Task description :: Extract every line of the rows below and reproduce each one without any change.

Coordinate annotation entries
>> Begin

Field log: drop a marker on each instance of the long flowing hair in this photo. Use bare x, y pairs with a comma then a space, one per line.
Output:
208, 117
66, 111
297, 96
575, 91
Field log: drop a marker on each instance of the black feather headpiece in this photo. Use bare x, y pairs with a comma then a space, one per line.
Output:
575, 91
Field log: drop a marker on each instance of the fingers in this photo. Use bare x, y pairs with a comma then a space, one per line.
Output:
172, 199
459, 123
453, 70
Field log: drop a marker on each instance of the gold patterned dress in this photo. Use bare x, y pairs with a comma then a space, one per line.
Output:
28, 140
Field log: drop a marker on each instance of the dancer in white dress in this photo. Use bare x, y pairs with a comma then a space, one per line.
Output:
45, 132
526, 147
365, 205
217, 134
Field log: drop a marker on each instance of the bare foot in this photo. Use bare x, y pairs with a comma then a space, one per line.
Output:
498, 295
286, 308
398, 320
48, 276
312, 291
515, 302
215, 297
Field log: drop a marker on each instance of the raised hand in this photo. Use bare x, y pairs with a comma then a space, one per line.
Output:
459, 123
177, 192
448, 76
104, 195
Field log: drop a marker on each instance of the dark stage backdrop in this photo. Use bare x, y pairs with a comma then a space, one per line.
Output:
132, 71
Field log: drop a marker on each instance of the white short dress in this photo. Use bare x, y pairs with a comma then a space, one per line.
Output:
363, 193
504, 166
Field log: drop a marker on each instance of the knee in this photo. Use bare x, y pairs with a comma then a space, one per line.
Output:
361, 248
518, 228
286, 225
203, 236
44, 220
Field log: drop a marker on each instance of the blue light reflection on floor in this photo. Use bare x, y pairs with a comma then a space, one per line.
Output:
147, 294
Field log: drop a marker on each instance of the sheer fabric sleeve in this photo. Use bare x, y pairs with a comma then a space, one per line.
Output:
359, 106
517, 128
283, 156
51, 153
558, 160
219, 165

>> End

Written solution ::
Field log: drop a marker on each instance of the long flowing hair in this photo. Use bare x, y pairs with a comma then a space, one per line.
Output:
208, 117
66, 111
297, 96
575, 91
Field log: drop a marker on each instance of the black feather headpiece in this photo. Use bare x, y pairs with a comma then a space, one per line.
Output:
575, 91
Field log: drop a marker on each instance of the fingers in this photo. Use bare x, y pairs with a comma then a space, one per line.
Output:
172, 199
459, 123
453, 70
Field log: drop a marker on each instance of the gold patterned dress in this photo. Use bare x, y pairs with a comma then a space, one per line.
Output:
28, 140
Field log: drop a marker on each instance of the dancer in white dress in this photo. Use bare x, y pairs with a comma then a space, one per line.
Output:
45, 132
526, 147
365, 205
217, 134
Field log: drop a marker on each instance of the bare foot in this photo. Use bare x, y pairs with a comma then a space, one per line.
Output:
498, 295
286, 308
398, 320
48, 276
312, 291
515, 302
215, 297
Field log: drop a marker on each instance of the raised hand in this photo. Use bare x, y pairs with a comma then a space, one per line.
Output:
459, 123
177, 192
448, 76
104, 195
Field log: drop a marker on each instance of the dark stage backdrop in this photo. Use bare x, y pairs with a comma then a space, one per line.
Output:
132, 71
Field log: drop a marker on each instance of the white short dress in this photo. Use bare x, y pairs with a comma then a space, one per line.
Output:
363, 193
504, 166
Field log: drop a marker on each instance of the knee in this photo. Use bare x, y pairs with a comma then a space, one per line.
Output:
361, 248
518, 228
286, 225
203, 236
44, 220
Field log: drop a marker on each instance of the blue light reflection on floor in this photo. Use bare x, y pairs with a comma then a space, one per line.
Output:
147, 294
Field log: drop a marker on each instance of the sheer fabric sleeve in this photo. Use bare x, y pairs with a comma then a space, one per line.
Output:
359, 106
517, 128
283, 156
51, 153
558, 160
219, 165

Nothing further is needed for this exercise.